> _Extract provided_
*** Block opens ***

At home in Turku, 31.3.2020

Amanda Texeira is a visual artist who comes from Porto Allegre, Brazil. I learned to know her in November 2017, in Arts Iceland Westfjords -Residency in Ísafjörður, Iceland. We shared a house for almost a month. We cooked together, did walks and climbed on fjords to pick blueberries. We discussed a lot, also from my project “December”, that I wanted to continue collecting stories about the change in weather, that I wanted to make it an ongoing and updating project. Amanda encouraged me. So it was very natural to ask Amanda to be the first to take part to the “new December”.

Alice Yousef is a palestinian poet who publishes poetry on her blog “Blooms in Indigo,” (http://bloomsnindigo.blogspot.com)Se writes on the Middle East, the Palestinian experience, and the emotions of daily life. She writes in English and her first book of poetry will be published in Spring 2020 by Eyewear Publishing in the UK. I learned to know Alice in Iowa 2016, where we were sharing our lives, sorrows, joys and food and living in the same hotel corridor in rooms next to each other.

*** Block closes ***

[Localization data with one point per instance]
*** Block opens ***

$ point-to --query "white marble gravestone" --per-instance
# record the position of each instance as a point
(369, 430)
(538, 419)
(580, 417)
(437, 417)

*** Block closes ***

> _Tasks and exercises_
**A)** Using the text introducing Amanda Texeira and Alice Yousef, decide whether each statement agrees with it: (i) The writer first met Amanda Texeira in November 2017 at a residency in Ísafjörður, Iceland. (ii) Alice Yousef writes her poetry in Arabic. (iii) In Iowa, the writer and Alice Yousef had rooms next to each other. Answer yes or no for each and quote the words of the text that settle it.
**B)** Reproduce the part of the text introducing Amanda Texeira and Alice Yousef that opens with the words containing "Alice Yousef is" and closes with "to each other.".
The records were drawn from a source other than the text.

> _Answers by task_
**A)**
(i) Yes: "I learned to know her in November 2017, in Arts Iceland Westfjords -Residency in Ísafjörður, Iceland."
(ii) No: "She writes in English"
(iii) Yes: "living in the same hotel corridor in rooms next to each other."

**B)**
Alice Yousef is a palestinian poet who publishes poetry on her blog “Blooms in Indigo,” (http://bloomsnindigo.blogspot.com)Se writes on the Middle East, the Palestinian experience, and the emotions of daily life. She writes in English and her first book of poetry will be published in Spring 2020 by Eyewear Publishing in the UK. I learned to know Alice in Iowa 2016, where we were sharing our lives, sorrows, joys and food and living in the same hotel corridor in rooms next to each other.